→ **TASK SET**
• a. In the Nebraska CDL notebook, what downsample factor is set for previews?
• b. Retype the Nebraska CDL notebook from "CORN_CLASS = 1" up to and including "corn coverage (streamed)".

→ **DOCUMENT SEGMENT**

CDL Exploration (Nebraska)

Memory-safe CDL checks for Nebraska: per-year corn coverage, downsampled stable-corn mask, and AOI footprint. GPU is used where it helps; disk I/O dominates the per-block counting.

In [None]:
import sys, pathlib, os
from dotenv import load_dotenv

repo_root = pathlib.Path.cwd().resolve().parent if (pathlib.Path.cwd().name == 'notebooks') else pathlib.Path.cwd().resolve()
sys.path.append(str(repo_root))
load_dotenv(repo_root / '.env')
print('Repo root:', repo_root)
print('GPU_ENABLED:', os.getenv('GPU_ENABLED'))


In [None]:
import numpy as np
import matplotlib.pyplot as plt
import rasterio
from rasterio.enums import Resampling
from shapely.geometry import box
import torch

from src.config import CDL_DIR, GPU_ENABLED
from src.geo.aoi_nebraska import NEBRASKA_BBOX

CORN_CLASS = 1  # CDL corn class id
YEARS = [2019, 2020, 2021, 2022, 2023, 2024]
DOWNSAMPLE = 3  # downsample factor for previews (30m * 3 = 90m pixels)
DEVICE = "cuda" if (GPU_ENABLED and torch.cuda.is_available()) else "cpu"
if GPU_ENABLED and not torch.cuda.is_available():
    raise RuntimeError("GPU_ENABLED=true but CUDA not available; set GPU_ENABLED=false or install CUDA-enabled torch")
print("Using device:", DEVICE)


Per-year corn coverage (streamed)

→ **RECORD EXCERPTS**
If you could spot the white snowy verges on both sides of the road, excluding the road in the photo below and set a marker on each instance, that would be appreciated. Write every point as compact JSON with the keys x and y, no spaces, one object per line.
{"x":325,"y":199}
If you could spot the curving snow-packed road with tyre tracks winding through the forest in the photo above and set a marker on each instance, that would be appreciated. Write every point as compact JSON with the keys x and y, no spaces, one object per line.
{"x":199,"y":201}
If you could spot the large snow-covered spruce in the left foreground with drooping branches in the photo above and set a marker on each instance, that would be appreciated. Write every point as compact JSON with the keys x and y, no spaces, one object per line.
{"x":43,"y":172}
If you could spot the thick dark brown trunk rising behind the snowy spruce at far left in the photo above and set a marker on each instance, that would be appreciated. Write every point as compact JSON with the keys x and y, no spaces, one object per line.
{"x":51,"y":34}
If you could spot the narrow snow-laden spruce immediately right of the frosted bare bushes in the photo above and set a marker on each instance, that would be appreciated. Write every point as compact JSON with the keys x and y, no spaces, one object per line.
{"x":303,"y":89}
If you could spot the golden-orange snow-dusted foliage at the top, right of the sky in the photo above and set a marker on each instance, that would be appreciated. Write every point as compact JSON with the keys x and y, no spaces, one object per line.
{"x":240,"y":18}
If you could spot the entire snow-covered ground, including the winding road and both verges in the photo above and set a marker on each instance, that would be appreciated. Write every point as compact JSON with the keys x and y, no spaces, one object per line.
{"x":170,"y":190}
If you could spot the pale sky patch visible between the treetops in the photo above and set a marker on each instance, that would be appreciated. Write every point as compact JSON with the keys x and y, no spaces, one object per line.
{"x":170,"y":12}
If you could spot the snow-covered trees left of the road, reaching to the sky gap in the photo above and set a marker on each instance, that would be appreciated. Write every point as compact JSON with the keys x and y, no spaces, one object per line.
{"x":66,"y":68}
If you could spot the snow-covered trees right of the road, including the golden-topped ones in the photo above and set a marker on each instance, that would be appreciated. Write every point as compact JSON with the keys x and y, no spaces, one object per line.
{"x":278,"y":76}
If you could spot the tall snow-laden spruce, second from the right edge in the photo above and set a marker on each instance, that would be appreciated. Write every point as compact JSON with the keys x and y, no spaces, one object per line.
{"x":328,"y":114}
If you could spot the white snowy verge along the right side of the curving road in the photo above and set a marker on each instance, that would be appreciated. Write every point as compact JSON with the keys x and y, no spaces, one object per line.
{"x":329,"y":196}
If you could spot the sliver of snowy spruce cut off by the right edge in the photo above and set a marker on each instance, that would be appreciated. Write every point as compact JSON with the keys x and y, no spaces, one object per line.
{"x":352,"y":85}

* * *

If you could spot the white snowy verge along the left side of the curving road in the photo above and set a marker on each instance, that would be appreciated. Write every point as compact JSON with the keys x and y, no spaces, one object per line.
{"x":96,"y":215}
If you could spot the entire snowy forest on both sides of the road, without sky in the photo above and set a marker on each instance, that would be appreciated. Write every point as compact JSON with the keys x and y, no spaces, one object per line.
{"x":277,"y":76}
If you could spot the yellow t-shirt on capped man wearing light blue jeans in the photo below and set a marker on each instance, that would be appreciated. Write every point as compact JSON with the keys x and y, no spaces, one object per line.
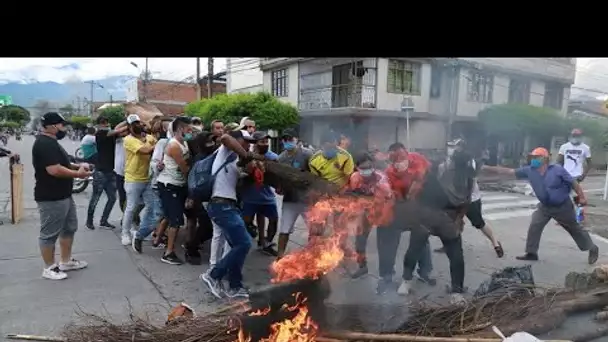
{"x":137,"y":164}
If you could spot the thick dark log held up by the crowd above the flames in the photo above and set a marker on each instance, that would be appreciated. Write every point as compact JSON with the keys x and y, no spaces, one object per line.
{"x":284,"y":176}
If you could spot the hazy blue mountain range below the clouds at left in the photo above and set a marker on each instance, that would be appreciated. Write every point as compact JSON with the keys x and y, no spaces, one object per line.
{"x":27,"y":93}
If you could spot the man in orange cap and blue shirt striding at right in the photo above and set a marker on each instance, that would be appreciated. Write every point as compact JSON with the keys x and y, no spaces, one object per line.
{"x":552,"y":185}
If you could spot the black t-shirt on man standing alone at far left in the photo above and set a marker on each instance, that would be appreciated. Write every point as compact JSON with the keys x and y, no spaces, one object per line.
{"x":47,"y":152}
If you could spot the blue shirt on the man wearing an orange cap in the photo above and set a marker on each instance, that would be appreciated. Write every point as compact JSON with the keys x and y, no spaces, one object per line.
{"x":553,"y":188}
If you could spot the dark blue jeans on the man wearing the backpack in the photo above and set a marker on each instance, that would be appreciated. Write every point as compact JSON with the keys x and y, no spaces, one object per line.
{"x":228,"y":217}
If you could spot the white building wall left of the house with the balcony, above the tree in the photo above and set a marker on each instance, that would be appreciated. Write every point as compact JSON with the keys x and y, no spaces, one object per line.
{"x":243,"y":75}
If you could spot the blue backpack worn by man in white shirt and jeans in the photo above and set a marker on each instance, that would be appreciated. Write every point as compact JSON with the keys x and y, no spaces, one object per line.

→ **EXERCISE ANSWERS**
• a. 3, which turns 30 m pixels into 90 m pixels.

• b.
CORN_CLASS = 1  # CDL corn class id
YEARS = [2019, 2020, 2021, 2022, 2023, 2024]
DOWNSAMPLE = 3  # downsample factor for previews (30m * 3 = 90m pixels)
DEVICE = "cuda" if (GPU_ENABLED and torch.cuda.is_available()) else "cpu"
if GPU_ENABLED and not torch.cuda.is_available():
    raise RuntimeError("GPU_ENABLED=true but CUDA not available; set GPU_ENABLED=false or install CUDA-enabled torch")
print("Using device:", DEVICE)


Per-year corn coverage (streamed)